● **EXERCISE**:
Copy the material below word for word, leaving out the pictures.
** EXERCISE DATA follows **
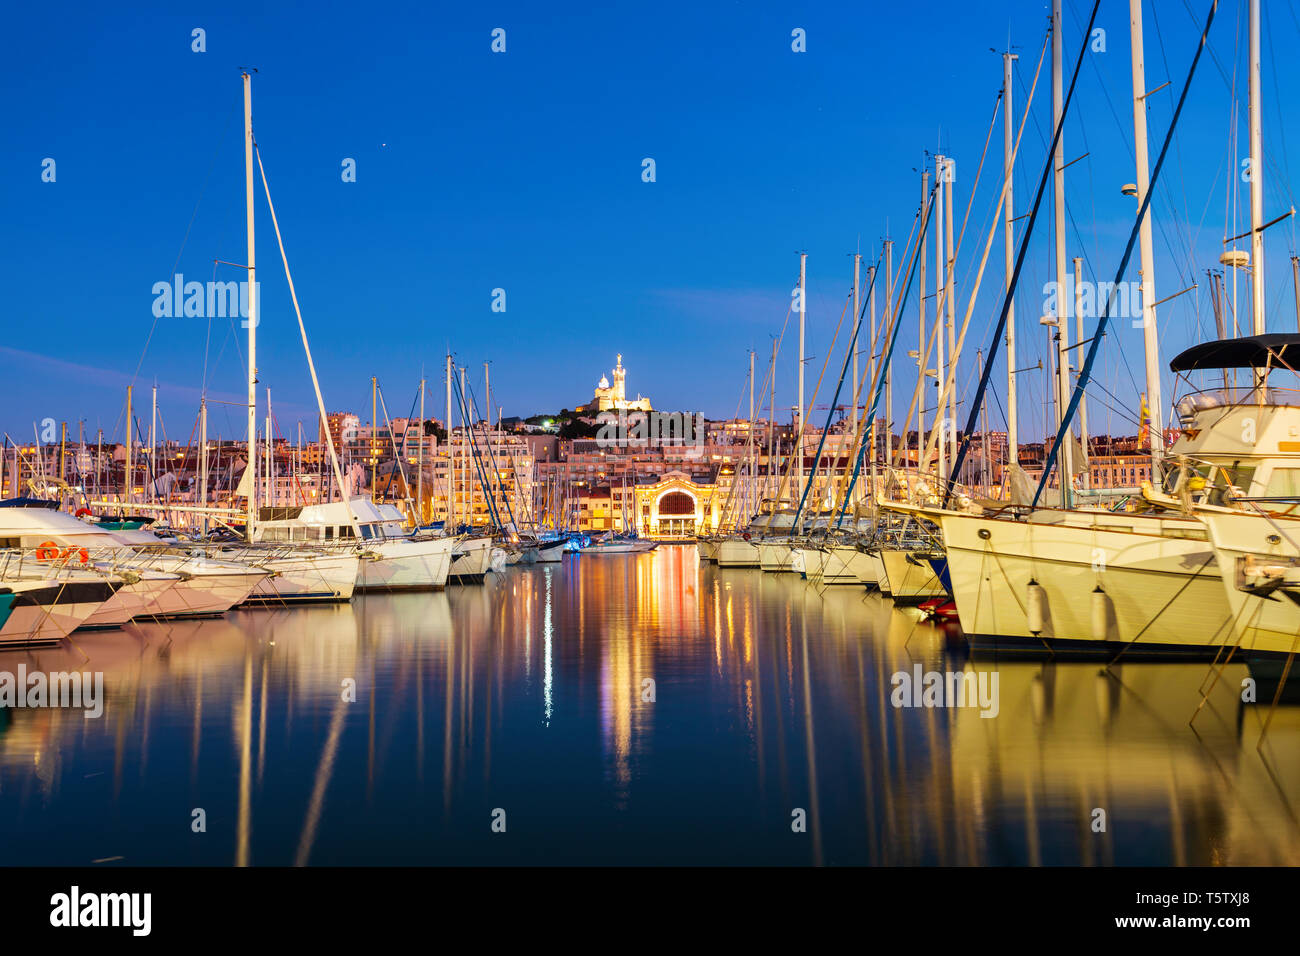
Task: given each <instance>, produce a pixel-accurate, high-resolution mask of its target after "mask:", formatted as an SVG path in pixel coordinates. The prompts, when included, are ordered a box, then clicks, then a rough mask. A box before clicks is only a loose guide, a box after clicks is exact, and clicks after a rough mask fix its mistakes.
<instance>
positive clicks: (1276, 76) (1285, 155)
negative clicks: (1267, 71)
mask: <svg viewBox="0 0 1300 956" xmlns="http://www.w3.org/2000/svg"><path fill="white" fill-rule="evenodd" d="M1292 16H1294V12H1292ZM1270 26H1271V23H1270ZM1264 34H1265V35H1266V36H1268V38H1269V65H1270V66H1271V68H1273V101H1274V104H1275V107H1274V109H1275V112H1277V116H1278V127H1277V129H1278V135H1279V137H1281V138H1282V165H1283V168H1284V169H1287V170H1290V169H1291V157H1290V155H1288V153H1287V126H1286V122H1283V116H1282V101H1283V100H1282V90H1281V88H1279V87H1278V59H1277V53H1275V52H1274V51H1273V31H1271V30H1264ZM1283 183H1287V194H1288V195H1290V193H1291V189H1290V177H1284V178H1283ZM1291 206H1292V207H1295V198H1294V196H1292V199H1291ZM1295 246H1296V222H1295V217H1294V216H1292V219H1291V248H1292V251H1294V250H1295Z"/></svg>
** End of EXERCISE DATA **
● **RESULT**:
Task: given each <instance>, produce a pixel-accurate, high-resolution mask of its target after "mask:", formatted as an SVG path in pixel coordinates. The prompts, when included, are ordered a box, then clicks, then a rough mask. A box before clicks is only a loose guide, a box after clicks is exact, and clicks after a rough mask fix its mistakes.
<instance>
positive clicks: (1276, 76) (1285, 155)
negative clicks: (1267, 71)
mask: <svg viewBox="0 0 1300 956" xmlns="http://www.w3.org/2000/svg"><path fill="white" fill-rule="evenodd" d="M1292 16H1294V12H1292ZM1270 26H1271V23H1270ZM1264 34H1265V35H1266V36H1268V38H1269V65H1270V66H1271V68H1273V101H1274V104H1275V107H1274V109H1275V112H1277V116H1278V127H1277V129H1278V135H1279V137H1281V138H1282V165H1283V168H1284V169H1287V170H1290V169H1291V157H1290V155H1288V153H1287V126H1286V122H1283V116H1282V101H1283V100H1282V90H1281V88H1279V87H1278V59H1277V53H1275V52H1274V51H1273V31H1271V30H1264ZM1283 183H1287V194H1288V195H1290V193H1291V189H1290V177H1284V178H1283ZM1291 206H1292V207H1295V198H1294V196H1292V199H1291ZM1295 246H1296V222H1295V217H1294V216H1292V219H1291V248H1292V251H1294V250H1295Z"/></svg>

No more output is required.